### Instruksi untuk Diikuti
Format setiap baris dari semua entri di bawah sebagai tabel Markdown dengan kolom No untuk nomor urut dan kolom Baris untuk isi baris tersebut. Lewati baris kosong.

(Entri garis batas wilayah)
"""

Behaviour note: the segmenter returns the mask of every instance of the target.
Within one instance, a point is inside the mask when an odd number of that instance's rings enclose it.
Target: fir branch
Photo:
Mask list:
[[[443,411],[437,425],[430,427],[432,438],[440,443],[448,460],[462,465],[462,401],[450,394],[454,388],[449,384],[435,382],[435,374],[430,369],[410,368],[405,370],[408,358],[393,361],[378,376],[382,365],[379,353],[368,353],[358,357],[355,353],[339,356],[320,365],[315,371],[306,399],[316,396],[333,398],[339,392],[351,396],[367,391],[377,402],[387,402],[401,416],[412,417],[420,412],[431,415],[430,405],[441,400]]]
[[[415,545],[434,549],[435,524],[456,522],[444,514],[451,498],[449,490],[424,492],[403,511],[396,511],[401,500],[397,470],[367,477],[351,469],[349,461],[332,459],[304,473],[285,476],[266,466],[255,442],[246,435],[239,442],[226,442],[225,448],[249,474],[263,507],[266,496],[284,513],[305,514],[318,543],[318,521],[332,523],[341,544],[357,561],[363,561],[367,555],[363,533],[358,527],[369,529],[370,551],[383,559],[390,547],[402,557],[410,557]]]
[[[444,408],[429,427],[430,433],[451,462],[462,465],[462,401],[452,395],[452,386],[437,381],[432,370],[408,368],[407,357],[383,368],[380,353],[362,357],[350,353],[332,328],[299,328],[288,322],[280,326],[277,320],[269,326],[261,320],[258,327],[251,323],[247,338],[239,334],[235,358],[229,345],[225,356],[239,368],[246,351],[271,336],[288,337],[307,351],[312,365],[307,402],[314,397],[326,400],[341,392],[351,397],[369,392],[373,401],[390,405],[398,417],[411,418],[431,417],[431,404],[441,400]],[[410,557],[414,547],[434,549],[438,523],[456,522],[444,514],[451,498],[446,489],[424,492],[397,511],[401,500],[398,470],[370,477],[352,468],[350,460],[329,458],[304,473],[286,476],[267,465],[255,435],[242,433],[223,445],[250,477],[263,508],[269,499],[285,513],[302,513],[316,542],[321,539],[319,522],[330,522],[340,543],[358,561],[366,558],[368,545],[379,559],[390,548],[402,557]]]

"""

### Jawaban Tugas
| No | Baris |
|---|---|
| 1 | Behaviour note: the segmenter returns the mask of every instance of the target. |
| 2 | Within one instance, a point is inside the mask when an odd number of that instance's rings enclose it. |
| 3 | Target: fir branch |
| 4 | Photo: |
| 5 | Mask list: |
| 6 | [[[443,411],[437,425],[430,427],[432,438],[440,443],[448,460],[462,465],[462,401],[450,394],[454,388],[449,384],[435,382],[435,374],[430,369],[410,368],[405,370],[408,358],[393,361],[378,376],[382,365],[379,353],[368,353],[358,357],[355,353],[339,356],[320,365],[315,371],[306,399],[316,396],[333,398],[339,392],[351,396],[367,391],[377,402],[387,402],[401,416],[412,417],[420,412],[431,415],[430,405],[441,400]]] |
| 7 | [[[415,545],[434,549],[435,524],[456,522],[444,514],[451,498],[449,490],[424,492],[403,511],[396,511],[401,500],[397,470],[367,477],[351,469],[349,461],[332,459],[304,473],[285,476],[266,466],[255,442],[246,435],[239,442],[226,442],[225,448],[249,474],[263,507],[266,496],[284,513],[305,514],[318,543],[318,521],[332,523],[341,544],[357,561],[363,561],[367,555],[363,533],[358,527],[369,529],[370,551],[383,559],[390,547],[402,557],[410,557]]] |
| 8 | [[[444,408],[429,427],[430,433],[451,462],[462,465],[462,401],[452,395],[452,386],[437,381],[432,370],[408,368],[407,357],[383,368],[380,353],[362,357],[350,353],[332,328],[299,328],[288,322],[280,326],[277,320],[269,326],[261,320],[258,327],[251,323],[247,338],[239,334],[235,358],[229,345],[225,356],[239,368],[246,351],[271,336],[288,337],[307,351],[312,365],[307,402],[314,397],[326,400],[341,392],[351,397],[369,392],[373,401],[390,405],[398,417],[411,418],[431,417],[431,404],[441,400]],[[410,557],[414,547],[434,549],[438,523],[456,522],[444,514],[451,498],[446,489],[424,492],[397,511],[401,500],[398,470],[370,477],[352,468],[350,460],[329,458],[304,473],[286,476],[267,465],[255,435],[242,433],[223,445],[250,477],[263,508],[269,499],[285,513],[302,513],[316,542],[321,539],[319,522],[330,522],[340,543],[358,561],[366,558],[368,545],[379,559],[390,548],[402,557]]] |